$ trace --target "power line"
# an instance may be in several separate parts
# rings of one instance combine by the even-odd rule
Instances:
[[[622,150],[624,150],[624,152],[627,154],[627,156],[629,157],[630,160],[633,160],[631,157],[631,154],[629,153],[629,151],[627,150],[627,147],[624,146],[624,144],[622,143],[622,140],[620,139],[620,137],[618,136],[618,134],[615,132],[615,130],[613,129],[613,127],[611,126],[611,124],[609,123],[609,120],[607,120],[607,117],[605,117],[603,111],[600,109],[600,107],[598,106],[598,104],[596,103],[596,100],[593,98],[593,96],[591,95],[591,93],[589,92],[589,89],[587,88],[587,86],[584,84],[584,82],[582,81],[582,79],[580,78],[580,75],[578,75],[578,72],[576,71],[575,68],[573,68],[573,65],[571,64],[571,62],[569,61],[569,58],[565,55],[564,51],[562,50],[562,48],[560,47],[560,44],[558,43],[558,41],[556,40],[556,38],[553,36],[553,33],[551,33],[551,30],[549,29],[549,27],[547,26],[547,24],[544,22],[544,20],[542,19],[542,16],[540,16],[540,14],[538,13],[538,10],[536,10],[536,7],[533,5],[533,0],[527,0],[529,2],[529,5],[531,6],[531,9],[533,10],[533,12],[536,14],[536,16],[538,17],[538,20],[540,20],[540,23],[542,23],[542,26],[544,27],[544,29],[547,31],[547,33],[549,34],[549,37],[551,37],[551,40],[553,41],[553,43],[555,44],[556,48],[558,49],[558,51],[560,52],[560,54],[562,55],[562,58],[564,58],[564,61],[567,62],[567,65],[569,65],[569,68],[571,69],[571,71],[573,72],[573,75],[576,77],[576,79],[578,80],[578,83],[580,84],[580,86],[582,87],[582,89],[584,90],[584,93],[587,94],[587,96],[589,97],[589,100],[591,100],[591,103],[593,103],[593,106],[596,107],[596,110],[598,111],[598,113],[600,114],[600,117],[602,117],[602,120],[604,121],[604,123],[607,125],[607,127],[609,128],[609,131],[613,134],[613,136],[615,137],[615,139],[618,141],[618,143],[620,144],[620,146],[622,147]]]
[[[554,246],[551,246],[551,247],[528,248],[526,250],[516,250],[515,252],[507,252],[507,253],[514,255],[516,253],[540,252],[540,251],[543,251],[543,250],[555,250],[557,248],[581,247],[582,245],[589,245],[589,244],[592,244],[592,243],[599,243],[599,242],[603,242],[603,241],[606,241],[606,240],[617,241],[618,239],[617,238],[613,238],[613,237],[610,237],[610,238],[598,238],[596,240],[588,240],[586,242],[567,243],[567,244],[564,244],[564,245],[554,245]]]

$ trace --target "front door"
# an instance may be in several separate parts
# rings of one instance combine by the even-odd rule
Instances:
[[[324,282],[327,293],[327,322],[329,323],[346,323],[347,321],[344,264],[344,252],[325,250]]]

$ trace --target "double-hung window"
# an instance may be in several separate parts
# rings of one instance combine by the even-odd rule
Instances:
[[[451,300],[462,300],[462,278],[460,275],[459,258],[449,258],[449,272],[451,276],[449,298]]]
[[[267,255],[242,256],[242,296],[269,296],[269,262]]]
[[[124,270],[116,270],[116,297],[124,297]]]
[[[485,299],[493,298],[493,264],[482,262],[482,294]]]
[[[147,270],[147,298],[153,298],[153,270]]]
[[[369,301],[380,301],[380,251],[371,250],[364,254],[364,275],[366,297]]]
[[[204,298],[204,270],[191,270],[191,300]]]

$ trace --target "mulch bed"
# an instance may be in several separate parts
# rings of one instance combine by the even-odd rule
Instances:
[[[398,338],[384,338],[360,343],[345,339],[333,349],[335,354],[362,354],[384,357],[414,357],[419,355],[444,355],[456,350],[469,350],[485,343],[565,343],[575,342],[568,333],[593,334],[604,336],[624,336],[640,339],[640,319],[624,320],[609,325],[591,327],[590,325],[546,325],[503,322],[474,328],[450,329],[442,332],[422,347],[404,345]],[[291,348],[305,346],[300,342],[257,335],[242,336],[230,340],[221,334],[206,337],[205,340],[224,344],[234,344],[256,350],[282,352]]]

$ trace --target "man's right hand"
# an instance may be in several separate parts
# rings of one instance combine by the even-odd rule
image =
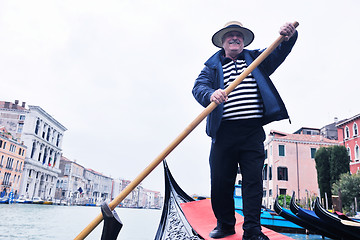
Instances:
[[[211,102],[215,102],[216,104],[221,104],[228,100],[228,96],[226,95],[225,90],[218,89],[216,90],[210,97]]]

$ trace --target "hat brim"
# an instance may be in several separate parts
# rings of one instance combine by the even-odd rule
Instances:
[[[240,27],[240,26],[234,26],[234,27],[226,27],[223,29],[220,29],[219,31],[217,31],[213,36],[212,36],[212,43],[219,47],[222,48],[222,38],[223,36],[231,31],[237,31],[237,32],[241,32],[244,36],[244,47],[250,45],[250,43],[252,43],[252,41],[254,40],[254,33],[247,28],[244,27]]]

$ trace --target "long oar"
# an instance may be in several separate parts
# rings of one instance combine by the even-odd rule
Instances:
[[[296,28],[299,26],[298,22],[294,22],[293,26]],[[273,44],[271,44],[264,52],[262,52],[236,79],[231,83],[226,89],[225,92],[228,95],[232,92],[237,85],[239,85],[264,59],[270,55],[274,49],[279,46],[279,44],[284,41],[284,36],[280,35]],[[124,198],[129,195],[129,193],[136,188],[137,185],[141,183],[161,162],[164,160],[200,123],[204,120],[207,115],[209,115],[215,108],[217,104],[211,102],[201,113],[197,116],[181,133],[180,135],[173,140],[169,146],[163,150],[159,156],[157,156],[127,187],[113,200],[109,203],[111,210],[114,210],[119,203],[124,200]],[[103,220],[102,214],[99,214],[88,226],[82,230],[75,240],[86,238],[92,230],[96,228],[97,225]]]

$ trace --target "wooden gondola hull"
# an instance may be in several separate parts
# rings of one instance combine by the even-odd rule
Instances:
[[[211,239],[209,233],[216,227],[209,199],[195,201],[176,183],[164,161],[165,199],[155,240],[165,239]],[[243,217],[236,214],[236,234],[224,239],[242,239]],[[291,239],[280,233],[263,228],[272,240]]]
[[[291,212],[294,213],[301,220],[314,228],[321,231],[323,236],[332,239],[342,239],[342,236],[333,228],[331,228],[326,222],[322,221],[313,211],[303,209],[299,207],[295,202],[295,195],[293,194],[290,202]]]
[[[163,211],[155,240],[203,239],[187,221],[180,204],[195,201],[187,195],[171,175],[166,161],[163,161],[165,175],[165,198]]]
[[[360,223],[342,220],[337,215],[330,213],[321,206],[319,198],[315,200],[314,211],[329,227],[341,233],[344,239],[360,239]]]
[[[303,227],[304,229],[307,229],[308,233],[326,235],[326,233],[320,231],[316,227],[314,227],[314,226],[308,224],[307,222],[303,221],[301,218],[296,216],[290,210],[281,207],[280,204],[279,204],[278,198],[276,198],[276,200],[275,200],[274,209],[275,209],[275,212],[277,214],[279,214],[280,216],[282,216],[283,218],[285,218],[288,221],[293,222],[293,223]]]

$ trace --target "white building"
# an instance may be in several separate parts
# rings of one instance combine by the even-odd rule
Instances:
[[[112,190],[112,178],[96,172],[92,169],[85,169],[85,194],[89,202],[101,204],[109,202]]]
[[[83,205],[88,203],[84,194],[85,189],[85,168],[76,161],[61,156],[59,178],[56,182],[55,200],[60,203],[71,205]]]
[[[0,102],[1,124],[27,147],[19,195],[53,199],[59,162],[67,130],[39,106]]]

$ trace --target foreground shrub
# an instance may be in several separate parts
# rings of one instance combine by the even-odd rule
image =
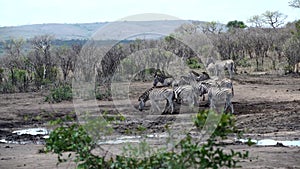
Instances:
[[[187,135],[181,140],[172,151],[157,150],[153,153],[146,142],[141,142],[143,154],[151,152],[151,156],[140,156],[137,149],[124,146],[124,155],[116,156],[109,160],[105,156],[95,156],[91,151],[96,147],[96,143],[85,132],[84,128],[77,123],[64,125],[59,121],[57,127],[46,141],[46,152],[58,154],[58,164],[68,159],[62,158],[63,152],[75,152],[74,162],[78,163],[78,168],[220,168],[237,167],[240,159],[248,158],[248,152],[235,152],[234,150],[224,151],[217,138],[225,138],[235,130],[234,116],[232,114],[218,115],[211,111],[202,111],[195,117],[195,125],[198,129],[203,129],[203,124],[208,116],[220,118],[214,134],[206,143],[199,143],[196,139]],[[168,127],[166,127],[168,129]],[[68,158],[71,157],[71,153]],[[140,157],[140,158],[137,158]]]

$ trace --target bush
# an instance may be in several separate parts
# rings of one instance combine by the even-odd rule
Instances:
[[[96,90],[95,95],[97,100],[109,100],[111,98],[110,89],[104,91]]]
[[[66,117],[66,119],[72,120],[70,117]],[[79,168],[101,167],[104,164],[104,159],[91,154],[90,150],[94,148],[92,147],[94,144],[84,128],[77,123],[64,125],[63,121],[61,119],[51,121],[52,125],[59,125],[59,127],[53,130],[49,138],[46,139],[45,152],[58,154],[57,164],[68,161],[72,156],[69,153],[68,158],[63,158],[62,153],[76,152],[74,161],[77,163],[84,161],[78,165]]]
[[[46,102],[62,102],[63,100],[71,101],[72,96],[72,88],[70,85],[62,85],[50,91],[50,94],[46,96]]]
[[[197,58],[187,59],[187,65],[191,69],[200,69],[202,67],[202,65],[198,62]]]
[[[202,129],[207,117],[220,117],[220,115],[211,111],[202,111],[195,117],[195,125]],[[106,160],[105,156],[95,156],[91,151],[96,143],[89,137],[82,126],[72,124],[65,126],[59,121],[57,127],[46,140],[46,151],[58,154],[58,164],[68,159],[62,158],[62,153],[66,151],[75,151],[74,162],[79,163],[78,168],[221,168],[237,167],[239,159],[248,158],[248,152],[241,153],[231,150],[225,152],[220,144],[215,141],[216,138],[224,138],[235,130],[234,116],[232,114],[222,114],[221,121],[215,130],[215,133],[207,140],[207,143],[199,143],[191,136],[187,135],[181,140],[172,151],[157,150],[151,152],[151,147],[146,142],[141,142],[143,154],[152,154],[151,156],[142,156],[141,150],[132,148],[129,145],[124,147],[124,155],[116,156]],[[57,123],[56,123],[57,124]],[[168,127],[167,127],[168,129]],[[125,156],[126,155],[126,156]],[[71,157],[71,153],[68,156]],[[137,158],[139,157],[139,158]]]
[[[0,93],[14,93],[16,92],[15,86],[8,82],[0,83]]]
[[[244,57],[238,61],[237,65],[241,67],[251,67],[250,59]]]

============

Every line containing the string "trace" is required; copy each such line from the data.

$ trace --target "power line"
$ trace --target "front door"
$ trace --target "double-hung window"
$ trace --target "mulch bed"
$ trace --target "man's right hand"
$ trace --target "hat brim"
$ trace --target "long oar"
$ trace --target "wooden gondola hull"
$ trace --target "white building"
$ trace --target foreground shrub
$ trace --target bush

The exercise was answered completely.